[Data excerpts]

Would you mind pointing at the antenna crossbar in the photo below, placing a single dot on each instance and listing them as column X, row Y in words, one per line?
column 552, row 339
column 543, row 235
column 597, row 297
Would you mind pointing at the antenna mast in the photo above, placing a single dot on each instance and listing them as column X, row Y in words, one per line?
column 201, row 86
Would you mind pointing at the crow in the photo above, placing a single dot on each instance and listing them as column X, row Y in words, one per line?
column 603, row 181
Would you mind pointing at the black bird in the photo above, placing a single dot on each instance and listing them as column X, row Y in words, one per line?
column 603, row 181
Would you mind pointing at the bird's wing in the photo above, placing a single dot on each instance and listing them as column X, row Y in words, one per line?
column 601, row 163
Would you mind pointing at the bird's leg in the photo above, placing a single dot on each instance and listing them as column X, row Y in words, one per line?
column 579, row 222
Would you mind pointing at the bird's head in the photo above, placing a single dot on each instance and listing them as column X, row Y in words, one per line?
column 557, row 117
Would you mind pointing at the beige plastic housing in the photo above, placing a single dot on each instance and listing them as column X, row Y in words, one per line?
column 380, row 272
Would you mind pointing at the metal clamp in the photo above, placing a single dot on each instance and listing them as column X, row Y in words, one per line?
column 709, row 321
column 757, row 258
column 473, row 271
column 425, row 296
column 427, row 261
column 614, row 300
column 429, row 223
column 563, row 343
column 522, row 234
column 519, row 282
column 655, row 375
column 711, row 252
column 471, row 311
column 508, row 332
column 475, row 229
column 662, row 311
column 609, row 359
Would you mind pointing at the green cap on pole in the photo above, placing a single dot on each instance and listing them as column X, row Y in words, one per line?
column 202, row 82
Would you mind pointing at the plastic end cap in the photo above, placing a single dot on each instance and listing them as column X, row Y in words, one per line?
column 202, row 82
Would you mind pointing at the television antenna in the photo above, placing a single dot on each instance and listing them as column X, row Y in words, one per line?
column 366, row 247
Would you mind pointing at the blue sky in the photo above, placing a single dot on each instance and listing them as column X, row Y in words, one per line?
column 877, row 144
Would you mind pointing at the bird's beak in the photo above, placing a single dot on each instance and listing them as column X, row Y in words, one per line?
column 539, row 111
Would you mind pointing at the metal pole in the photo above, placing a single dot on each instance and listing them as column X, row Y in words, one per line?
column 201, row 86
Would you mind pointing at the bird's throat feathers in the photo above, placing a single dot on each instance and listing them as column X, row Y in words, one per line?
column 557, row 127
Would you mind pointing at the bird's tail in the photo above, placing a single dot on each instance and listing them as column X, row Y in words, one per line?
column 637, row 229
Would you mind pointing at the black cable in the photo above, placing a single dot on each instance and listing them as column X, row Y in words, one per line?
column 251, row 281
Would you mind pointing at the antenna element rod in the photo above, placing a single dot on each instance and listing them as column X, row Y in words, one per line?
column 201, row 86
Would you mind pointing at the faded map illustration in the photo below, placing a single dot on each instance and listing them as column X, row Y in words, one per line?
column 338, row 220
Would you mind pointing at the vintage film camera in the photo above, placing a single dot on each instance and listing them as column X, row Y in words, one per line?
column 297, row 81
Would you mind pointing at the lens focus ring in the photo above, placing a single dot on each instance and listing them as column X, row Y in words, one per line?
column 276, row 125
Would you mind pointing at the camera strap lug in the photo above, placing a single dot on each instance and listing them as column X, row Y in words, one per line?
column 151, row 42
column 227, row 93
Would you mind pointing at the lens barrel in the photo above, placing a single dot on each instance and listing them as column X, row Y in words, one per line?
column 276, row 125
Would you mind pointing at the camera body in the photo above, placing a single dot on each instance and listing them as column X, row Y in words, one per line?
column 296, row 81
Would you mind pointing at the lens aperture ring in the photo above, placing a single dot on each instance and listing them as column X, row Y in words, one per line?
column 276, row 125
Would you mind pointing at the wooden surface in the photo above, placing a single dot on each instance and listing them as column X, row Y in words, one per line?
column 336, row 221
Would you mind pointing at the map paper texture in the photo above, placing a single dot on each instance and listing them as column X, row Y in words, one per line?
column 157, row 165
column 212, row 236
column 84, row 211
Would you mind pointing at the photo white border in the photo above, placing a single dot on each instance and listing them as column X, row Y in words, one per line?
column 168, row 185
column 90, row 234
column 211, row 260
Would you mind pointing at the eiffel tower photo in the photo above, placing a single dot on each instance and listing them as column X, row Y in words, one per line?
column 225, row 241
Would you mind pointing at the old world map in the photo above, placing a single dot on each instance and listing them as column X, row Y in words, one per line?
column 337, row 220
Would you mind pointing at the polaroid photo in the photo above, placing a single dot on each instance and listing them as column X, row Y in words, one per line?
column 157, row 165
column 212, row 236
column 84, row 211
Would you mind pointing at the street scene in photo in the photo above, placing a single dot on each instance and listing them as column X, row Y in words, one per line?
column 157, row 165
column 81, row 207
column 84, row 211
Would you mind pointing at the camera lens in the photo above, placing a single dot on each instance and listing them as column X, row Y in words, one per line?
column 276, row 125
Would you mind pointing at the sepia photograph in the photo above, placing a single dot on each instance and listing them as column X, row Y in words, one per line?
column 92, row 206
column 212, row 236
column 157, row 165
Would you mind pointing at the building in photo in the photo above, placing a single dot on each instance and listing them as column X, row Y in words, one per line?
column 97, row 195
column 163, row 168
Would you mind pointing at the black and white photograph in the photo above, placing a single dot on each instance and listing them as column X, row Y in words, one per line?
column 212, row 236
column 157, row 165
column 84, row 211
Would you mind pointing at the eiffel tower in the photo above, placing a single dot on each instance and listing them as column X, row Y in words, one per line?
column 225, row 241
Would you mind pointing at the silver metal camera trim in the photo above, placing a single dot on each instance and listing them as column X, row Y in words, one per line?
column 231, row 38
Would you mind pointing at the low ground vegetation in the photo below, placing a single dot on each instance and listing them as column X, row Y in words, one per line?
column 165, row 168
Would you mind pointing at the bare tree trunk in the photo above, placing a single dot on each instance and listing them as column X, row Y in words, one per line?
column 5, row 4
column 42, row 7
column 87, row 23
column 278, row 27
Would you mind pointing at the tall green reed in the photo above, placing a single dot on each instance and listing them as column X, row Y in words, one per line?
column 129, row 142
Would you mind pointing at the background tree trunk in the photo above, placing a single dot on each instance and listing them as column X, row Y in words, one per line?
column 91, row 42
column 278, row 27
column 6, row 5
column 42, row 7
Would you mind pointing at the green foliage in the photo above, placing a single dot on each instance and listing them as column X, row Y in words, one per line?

__Activity__: Transcribe exactly, please, the lines from the one with "Would you mind pointing at the background" to the last line of the entries above, ends included.

__Finished exercise__:
Would you mind pointing at the background tree trunk in the photo above, placing a single dot on each instance and listing them as column X, row Y in words, one per line?
column 91, row 42
column 278, row 27
column 6, row 5
column 42, row 7
Would you mind pointing at the green foliage in the photo above, placing a single dot on each instance and listing them as column X, row Y in words, one per line?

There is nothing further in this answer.